● **Task to carry out**
Write back every entry exactly as it reads, with the pictures left behind.
(Dataset excerpts Opens)
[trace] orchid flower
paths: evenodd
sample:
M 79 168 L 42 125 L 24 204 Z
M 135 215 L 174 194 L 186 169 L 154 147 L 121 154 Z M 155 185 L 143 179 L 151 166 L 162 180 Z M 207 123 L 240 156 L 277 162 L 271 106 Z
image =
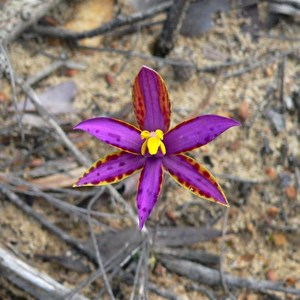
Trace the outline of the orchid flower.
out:
M 112 184 L 141 170 L 136 205 L 139 227 L 149 218 L 162 188 L 164 171 L 196 196 L 229 206 L 216 178 L 183 154 L 201 147 L 239 123 L 217 115 L 203 115 L 170 127 L 171 106 L 162 77 L 142 67 L 133 83 L 133 107 L 138 126 L 98 117 L 75 126 L 119 149 L 96 161 L 74 184 Z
(Dataset excerpts Closes)
● **Task output**
[trace] orchid flower
paths: evenodd
sample:
M 79 168 L 42 125 L 24 204 Z
M 135 215 L 174 194 L 186 169 L 154 147 L 121 154 Z M 155 185 L 143 179 L 151 166 L 162 180 Z M 207 123 L 240 156 L 277 162 L 271 106 Z
image =
Trace the outline of the orchid flower.
out:
M 112 184 L 141 170 L 136 205 L 139 227 L 149 218 L 162 188 L 164 171 L 196 196 L 229 206 L 216 178 L 183 154 L 201 147 L 239 123 L 217 115 L 203 115 L 170 127 L 171 106 L 162 77 L 142 67 L 133 83 L 133 107 L 138 126 L 98 117 L 75 126 L 119 149 L 96 161 L 74 184 Z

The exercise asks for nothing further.